- [Objective] Copy out all the entries exactly.

Stored data entries:
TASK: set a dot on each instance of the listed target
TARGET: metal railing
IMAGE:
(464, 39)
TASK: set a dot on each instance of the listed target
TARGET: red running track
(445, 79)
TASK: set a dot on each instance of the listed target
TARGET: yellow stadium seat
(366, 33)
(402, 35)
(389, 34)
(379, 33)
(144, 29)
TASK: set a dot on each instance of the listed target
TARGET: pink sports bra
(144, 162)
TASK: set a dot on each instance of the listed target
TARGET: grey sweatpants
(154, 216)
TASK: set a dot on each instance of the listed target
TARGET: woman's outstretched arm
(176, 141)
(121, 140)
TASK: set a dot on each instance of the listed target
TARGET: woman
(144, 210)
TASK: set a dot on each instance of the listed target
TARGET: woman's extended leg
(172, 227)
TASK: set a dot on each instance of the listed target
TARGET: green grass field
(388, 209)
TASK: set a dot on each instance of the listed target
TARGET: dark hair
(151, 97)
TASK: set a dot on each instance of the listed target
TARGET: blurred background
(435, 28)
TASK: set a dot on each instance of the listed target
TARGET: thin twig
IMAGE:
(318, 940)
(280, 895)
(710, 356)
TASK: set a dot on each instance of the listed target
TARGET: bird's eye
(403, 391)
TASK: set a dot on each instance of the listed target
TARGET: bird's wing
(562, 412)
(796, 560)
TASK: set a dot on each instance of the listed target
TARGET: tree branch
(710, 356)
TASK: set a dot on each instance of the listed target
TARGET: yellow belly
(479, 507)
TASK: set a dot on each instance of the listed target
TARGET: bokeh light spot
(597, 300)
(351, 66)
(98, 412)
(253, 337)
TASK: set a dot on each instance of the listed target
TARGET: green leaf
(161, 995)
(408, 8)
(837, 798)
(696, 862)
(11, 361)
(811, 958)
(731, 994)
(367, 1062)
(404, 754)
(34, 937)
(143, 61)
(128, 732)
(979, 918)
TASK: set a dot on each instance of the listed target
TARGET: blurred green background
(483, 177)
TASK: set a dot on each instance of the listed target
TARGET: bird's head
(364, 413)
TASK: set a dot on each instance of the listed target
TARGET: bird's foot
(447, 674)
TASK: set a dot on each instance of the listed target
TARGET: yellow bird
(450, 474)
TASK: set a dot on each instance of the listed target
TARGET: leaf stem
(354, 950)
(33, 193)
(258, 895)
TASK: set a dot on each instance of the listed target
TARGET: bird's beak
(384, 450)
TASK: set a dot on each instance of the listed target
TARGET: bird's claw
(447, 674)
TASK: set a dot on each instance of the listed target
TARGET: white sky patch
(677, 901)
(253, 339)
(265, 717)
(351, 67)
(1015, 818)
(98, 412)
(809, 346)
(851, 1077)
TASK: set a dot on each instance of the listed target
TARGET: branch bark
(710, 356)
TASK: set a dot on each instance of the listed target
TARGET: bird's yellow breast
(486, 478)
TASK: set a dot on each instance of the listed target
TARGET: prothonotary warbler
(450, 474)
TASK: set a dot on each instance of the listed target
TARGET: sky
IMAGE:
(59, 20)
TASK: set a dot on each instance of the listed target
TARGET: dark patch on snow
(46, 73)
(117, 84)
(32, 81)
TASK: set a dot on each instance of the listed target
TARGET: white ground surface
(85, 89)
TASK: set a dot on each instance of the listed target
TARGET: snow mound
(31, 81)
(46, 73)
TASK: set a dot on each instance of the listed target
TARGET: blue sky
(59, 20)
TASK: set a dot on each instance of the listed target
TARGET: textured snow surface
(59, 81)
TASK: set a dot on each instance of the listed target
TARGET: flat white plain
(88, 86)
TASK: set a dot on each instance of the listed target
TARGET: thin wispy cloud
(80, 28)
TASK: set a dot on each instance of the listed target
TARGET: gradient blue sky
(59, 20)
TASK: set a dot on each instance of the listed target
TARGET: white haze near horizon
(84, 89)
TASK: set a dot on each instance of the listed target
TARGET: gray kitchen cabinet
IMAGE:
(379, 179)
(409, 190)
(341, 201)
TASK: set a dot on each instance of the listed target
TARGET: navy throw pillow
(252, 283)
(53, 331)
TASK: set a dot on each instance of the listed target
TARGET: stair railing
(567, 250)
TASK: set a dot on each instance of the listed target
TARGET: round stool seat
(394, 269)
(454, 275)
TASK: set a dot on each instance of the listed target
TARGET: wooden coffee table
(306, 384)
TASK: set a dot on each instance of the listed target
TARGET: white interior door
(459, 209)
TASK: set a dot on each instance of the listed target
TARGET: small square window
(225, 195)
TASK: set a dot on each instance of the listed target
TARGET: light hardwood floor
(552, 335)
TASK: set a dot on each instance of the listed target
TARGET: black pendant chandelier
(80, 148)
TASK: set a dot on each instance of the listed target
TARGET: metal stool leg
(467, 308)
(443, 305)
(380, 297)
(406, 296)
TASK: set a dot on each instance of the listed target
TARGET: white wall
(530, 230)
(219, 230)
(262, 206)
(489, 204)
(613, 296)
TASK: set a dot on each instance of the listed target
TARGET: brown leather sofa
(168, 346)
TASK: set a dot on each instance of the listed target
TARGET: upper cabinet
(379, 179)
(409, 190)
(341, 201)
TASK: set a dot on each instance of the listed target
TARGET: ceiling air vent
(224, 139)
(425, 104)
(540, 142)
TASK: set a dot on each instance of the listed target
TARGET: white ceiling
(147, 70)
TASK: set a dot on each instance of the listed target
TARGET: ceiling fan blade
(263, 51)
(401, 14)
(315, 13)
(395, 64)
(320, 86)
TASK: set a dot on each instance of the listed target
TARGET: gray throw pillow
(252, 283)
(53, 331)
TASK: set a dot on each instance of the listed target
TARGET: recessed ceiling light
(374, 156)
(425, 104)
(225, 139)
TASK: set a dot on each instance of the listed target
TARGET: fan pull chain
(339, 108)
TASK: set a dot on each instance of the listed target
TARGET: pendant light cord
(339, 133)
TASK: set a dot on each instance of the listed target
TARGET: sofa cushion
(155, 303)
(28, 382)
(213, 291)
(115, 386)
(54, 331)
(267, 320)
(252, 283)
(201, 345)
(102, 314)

- [The solution]
TASK: set a dot on each instance of the listed target
TARGET: metal railing
IMAGE:
(464, 39)
TASK: set a dot on each instance of the listed target
TARGET: red running track
(445, 79)
TASK: set a dot on each instance of the listed target
TARGET: yellow stadium seat
(366, 33)
(402, 35)
(389, 34)
(379, 33)
(144, 29)
TASK: set a dot on each instance of the listed target
TARGET: pink sports bra
(144, 162)
TASK: set a dot on each instance of the listed target
TARGET: grey sweatpants
(154, 216)
TASK: set a dot on each instance of the listed target
TARGET: woman's outstretched arm
(176, 141)
(121, 140)
TASK: set a dot on each instance of the listed target
TARGET: woman
(144, 210)
TASK: set a dot on each instance of the listed target
TARGET: woman's extended leg
(172, 227)
TASK: set a dot on each instance of the listed target
TARGET: green grass field
(388, 209)
TASK: set a dot on each instance of the listed target
TARGET: dark hair
(151, 97)
TASK: set a dot on each instance of the listed target
TARGET: blurred background
(435, 28)
TASK: set a dot on each instance of the listed target
TARGET: thin twig
IMAGE:
(318, 940)
(280, 895)
(710, 356)
TASK: set a dot on each instance of the listed target
TARGET: bird's eye
(403, 391)
TASK: set a dot on each instance of the listed target
TARGET: bird's wing
(562, 412)
(796, 560)
TASK: set a dot on each instance of the listed target
TARGET: tree branch
(710, 356)
TASK: set a dot on each instance of the listed target
TARGET: yellow belly
(479, 507)
TASK: set a dot on each instance of the listed target
TARGET: bokeh light spot
(597, 300)
(351, 66)
(98, 412)
(253, 337)
TASK: set a dot on each instance of the listed target
TARGET: green leaf
(161, 995)
(408, 8)
(837, 798)
(696, 862)
(11, 361)
(811, 958)
(731, 994)
(367, 1062)
(404, 754)
(34, 937)
(143, 61)
(128, 732)
(979, 918)
TASK: set a dot on each instance of the listed target
TARGET: blurred green background
(483, 177)
TASK: set a dot on each instance of the listed target
TARGET: bird's head
(364, 413)
TASK: set a dot on each instance of the listed target
TARGET: bird's foot
(447, 674)
TASK: set a dot on each instance of the listed target
TARGET: yellow bird
(450, 474)
TASK: set a dot on each instance of the listed target
TARGET: leaf stem
(354, 950)
(33, 193)
(258, 895)
TASK: set a dot on each instance of the listed target
TARGET: bird's beak
(384, 450)
TASK: set a dot on each instance of the listed target
TARGET: bird's claw
(447, 674)
TASK: set a dot on each instance of the listed target
TARGET: white sky patch
(677, 901)
(253, 339)
(265, 717)
(351, 67)
(1015, 818)
(98, 412)
(809, 346)
(851, 1077)
TASK: set a dot on each instance of the listed target
TARGET: branch bark
(710, 356)
TASK: set a dot on each instance of the listed target
TARGET: bird's yellow breast
(486, 478)
TASK: set a dot on each instance of the listed target
TARGET: prothonotary warbler
(450, 474)
TASK: set a dot on each instance of the listed target
TARGET: sky
IMAGE:
(59, 20)
TASK: set a dot on each instance of the listed target
TARGET: dark patch on snow
(46, 73)
(117, 84)
(32, 81)
TASK: set a dot on each instance of the listed target
TARGET: white ground surface
(85, 89)
TASK: set a dot on each instance of the listed target
TARGET: snow mound
(31, 81)
(46, 73)
TASK: set a dot on each instance of the listed target
TARGET: blue sky
(59, 20)
TASK: set a dot on each instance of the listed target
TARGET: textured snow surface
(59, 81)
TASK: set a dot on each instance of the listed target
TARGET: flat white plain
(88, 86)
TASK: set a dot on each instance of the listed target
TARGET: thin wispy cloud
(80, 28)
TASK: set a dot on each instance of the listed target
TARGET: gradient blue sky
(59, 20)
TASK: set a dot on each instance of the listed target
TARGET: white haze near horizon
(84, 89)
TASK: set a dot on each instance of the listed target
TARGET: gray kitchen cabinet
IMAGE:
(379, 179)
(409, 190)
(341, 201)
TASK: set a dot on each instance of the listed target
TARGET: navy throw pillow
(252, 283)
(53, 331)
TASK: set a dot on each instance of the listed target
TARGET: stair railing
(567, 250)
TASK: set a dot on each instance of the listed target
TARGET: round stool seat
(394, 269)
(454, 275)
TASK: set a dot on each instance of the listed target
TARGET: wooden coffee table
(306, 384)
TASK: set a dot on each instance of the listed target
TARGET: white interior door
(459, 209)
TASK: set a dot on each instance of the listed target
TARGET: small square window
(225, 195)
TASK: set a dot on each instance of the listed target
TARGET: light hardwood floor
(552, 335)
TASK: set a dot on each instance of the listed target
TARGET: black pendant chandelier
(80, 148)
TASK: set a dot on each instance of the listed target
TARGET: metal stool leg
(467, 308)
(443, 305)
(380, 297)
(406, 296)
TASK: set a dot on each instance of the listed target
TARGET: white wall
(530, 230)
(219, 230)
(262, 206)
(489, 204)
(613, 296)
TASK: set a dot on each instance of the listed target
TARGET: brown leather sofa
(168, 346)
TASK: set a dot on each instance of the listed target
TARGET: upper cabinet
(379, 179)
(409, 190)
(341, 201)
TASK: set a dot on each instance of the listed target
TARGET: ceiling air vent
(224, 139)
(425, 104)
(540, 142)
TASK: set a dot on each instance of the listed target
TARGET: white ceiling
(147, 70)
TASK: set a dot on each instance of the listed target
TARGET: ceiling fan blade
(263, 51)
(401, 14)
(315, 13)
(395, 64)
(320, 86)
TASK: set a dot on each instance of the listed target
TARGET: gray throw pillow
(252, 283)
(53, 331)
TASK: set a dot on each instance of the listed target
TARGET: recessed ceiling light
(374, 156)
(425, 104)
(225, 139)
TASK: set a dot on each instance of the listed target
TARGET: fan pull chain
(339, 108)
TASK: set a dot on each instance of the listed target
TARGET: pendant light cord
(339, 133)
TASK: set a dot on each instance of the listed target
TARGET: sofa cushion
(155, 303)
(28, 382)
(213, 291)
(115, 386)
(54, 331)
(267, 320)
(252, 283)
(201, 345)
(102, 314)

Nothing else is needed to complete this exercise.